**** SELECTED PASSAGE

The government now pins responsibility for the “dirty bomb” plot on Binyam Mohamed, a detainee at Guantánamo and one of three prisoners who made statements under duress connecting Padilla to al-Qaeda’s leadership. After being captured in Pakistan, Mohamed was rendered to Morocco at the behest of the United States. Moroccan jailors elicited the information about Padilla at the tip of a razor blade, sunk repeatedly into Mohamed’s genitals, according to his attorney, Clive Stafford Smith.
Mohamed’s case may one day be heard in the new $125 million Guantánamo tribunal building, future home of the administration’s quasi-courts. It’s a legal environment plastic enough to permit hearsay and evidence derived from torture, so long as it’s “reliable” and in the “interest of justice,” in the words of the Military Commissions Act passed by Congress last September.
Since Padilla, like Mohamed, was termed an enemy combatant during his detention at the Charleston Navel Brig, how the military treated Padilla is unknown, despite a September court order demanding his medical records be revealed. His lawyers say they have received 68 “fairly innocuous” pages, separated by the two-year gap from when he was taken to the brig in 2002 and when he was given access to attorneys in 2004.
Details about what took place during that period could reveal much about the lengths the administration has gone to break detainees. Padilla has repeatedly said he was injected with a “truth serum,” possibly LSD or another hallucinogen. Orlando do Campo, a member of Padilla’s defense team, says the medical records thus far mention no drugging. To date, only a few scant notes chronicle the military’s psychological evaluation of him. The record is so thin Padilla’s psychiatrists call it “unusual” and “concerning.”
“Someone popped in his cell and wrote one line,” says do Campo.

********

### REQUIREMENT
Carry on the article about Padilla's detention from its last sentence above.

**** GIVEN RECORDS

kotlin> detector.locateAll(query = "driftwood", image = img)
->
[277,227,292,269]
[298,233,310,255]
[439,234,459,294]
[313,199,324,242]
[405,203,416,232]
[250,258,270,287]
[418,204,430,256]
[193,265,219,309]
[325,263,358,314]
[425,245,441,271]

********

### REPLY
Padilla’s lawyers call his treatment “outrageous.” He was housed in a nine-foot by seven-foot cell, the window of which was taped to prevent natural light from entering. The cell was furnished with a steel platform for a bed, had no clock, and darkness and temperature were controlled externally. Noxious smells seeped in, and adjoining cell doors were electronically opened and closed, disrupting his sleep.
What most terrifies Padilla, according to the psychiatrists’ reports, is the Bush administration’s final trump card. If the civilian trial proves unsatisfactory, the administration has reserved the right to again declare Padilla an enemy combatant and return him to the brig.
The Bush administration seemingly claims the right to subject detainees to whatever it sees fit. In 2005, when he was head of Guantánamo’s medical system, Capt. John Edmondson, a physician, announced that due to the conditions of the detainees’ incarceration, their competency could not be assumed—and thus medical interventions could be delivered without their consent.
Edmondson made the claim in response to accusations that force-feeding hunger-striking detainees was unethical. He wrote, “I do not feel the individuals in this situation meet the criteria for ethical self determination.”
For the most part, the medical community has repudiated the U.S. military. The American Medical Association and American Psychiatric Association have prohibited their members from participating in interrogations—and the psychiatrists have spelled out practices they find incompatible with Hippocratic principles, including humiliation, infliction of physical pain, and sensory and sleep deprivation.